= Page =
__________________________________________________
Quels sont les compromis entre la délibération physique, en ligne et virtuelle ? Nous sommes là confrontés à un important dilemme moral et éthique sur les engagements envers des principes et valeurs clés tels que la responsabilité démocratique, la transparence, l’équité et la justice. C’est tout l’objet de cette recherche-action que nous menons avec le center for Sciences, Policy and Outcomes de l’Université d’Etat d’Arizona, et la Fondation Elyx. A ce stade, nous entrevoyons des pistes intéressantes pour la participation citoyenne. En voici cinq.
#1 Une expérience immersive et vivante
Lors d’un dialogue citoyen européen sur les enjeux de la présence européenne dans l’espace, nous avons proposé une séquence qui s’appelait « l’espace, on vous y emmène ». C’était une puissante séquence, co-créée par notre réalisateur Lord Wilmore avec notre collègue Patrice Levallois, dans laquelle Claudie Haigneré, première spationaute française, racontait son expérience.
La même séquence en réalité virtuelle aurait permis aux participants non plus de voir les images racontées par Claudie Haigneré, mais de vivre ces images par l’immersion tout en étant accompagnés par la voix de la spationaute comme regarder par le hublot d’une navette spatiale, survolez les continents, voir la terre qui défile. La réalité virtuelle, et ses 3D, permet en effet de vivre une expérience plutôt que d’en être simplement spectateur.
"Ensemble, nous pouvons réfléchir aux enjeux, aux limites, aux démarches à mener pour qu’une assemblée citoyenne en réalité virtuelle soit inclusive (…) et qu’un haut niveau de qualité du dialogue soit préservé.
__________________________________________________
= Données =

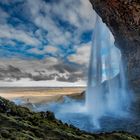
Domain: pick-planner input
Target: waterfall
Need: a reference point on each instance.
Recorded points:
(106, 92)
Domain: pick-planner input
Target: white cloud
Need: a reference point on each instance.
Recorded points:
(50, 49)
(9, 32)
(82, 55)
(78, 13)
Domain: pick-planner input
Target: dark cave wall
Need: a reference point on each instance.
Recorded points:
(123, 19)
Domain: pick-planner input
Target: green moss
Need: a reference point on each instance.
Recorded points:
(19, 123)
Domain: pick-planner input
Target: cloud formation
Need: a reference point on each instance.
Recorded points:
(45, 40)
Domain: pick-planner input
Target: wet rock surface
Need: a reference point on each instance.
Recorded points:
(123, 19)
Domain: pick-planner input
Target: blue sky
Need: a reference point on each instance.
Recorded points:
(38, 30)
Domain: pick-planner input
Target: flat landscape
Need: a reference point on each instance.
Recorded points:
(39, 94)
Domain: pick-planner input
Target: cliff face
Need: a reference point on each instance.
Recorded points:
(123, 19)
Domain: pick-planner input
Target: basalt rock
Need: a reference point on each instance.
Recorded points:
(123, 19)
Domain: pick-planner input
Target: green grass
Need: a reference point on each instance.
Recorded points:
__________________________________________________
= Travail à faire =
**A)** Réécrivez le passage du texte sur la délibération en réalité virtuelle en partant de « La même séquence » et en terminant par « être simplement spectateur. ». Remplacez « navette spatiale » par « station spatiale ».
**B)** Écrivez la suite du texte sur la délibération citoyenne en réalité virtuelle, après sa dernière phrase.

= Réponses =
**A)**
La même séquence en réalité virtuelle aurait permis aux participants non plus de voir les images racontées par Claudie Haigneré, mais de vivre ces images par l’immersion tout en étant accompagnés par la voix de la spationaute comme regarder par le hublot d’une station spatiale, survolez les continents, voir la terre qui défile. La réalité virtuelle, et ses 3D, permet en effet de vivre une expérience plutôt que d’en être simplement spectateur.

**B)**
Crédit photo : Julien Cregut
Yves Mathieu
Fondateur et co-directeur de Missions Publiques
#2 Des enjeux mieux compris dans une réalité simulée et vécue
Lorsqu’il est question d’aménagements ou de grands projets à mettre en débat, les outils d’information utilisés sont souvent des plans, des infographies, quelques images, un récit. Avec la réalité virtuelle, il sera possible de visiter et d’expérimenter le projet avant sa création.
Henriette Cornet, aujourd’hui responsable du programme mobilité autonome à l’Union Internationale des Transports Publics, a participé, avec Tumcreate, le laboratoire de Singapour où elle œuvrait à l’époque, à un dialogue citoyen international que nous avons organisé en 2018 et 2019 dans 26 villes du monde. Tumcreate a développé plusieurs plateformes de réalité virtuelles pour simuler le déploiement de la mobilité autonome à Singapour. Avec les casques 3-D, les participants ont physiquement levé le pied quand ils passaient de la voirie à un trottoir, ils ont vu les véhicules autonomes s’approcher d’eux, comme dans une rue réelle, et ont pu conseiller les éclairages, les sons les plus appropriés pour eux, et faire part de leurs réactions émotionnelles.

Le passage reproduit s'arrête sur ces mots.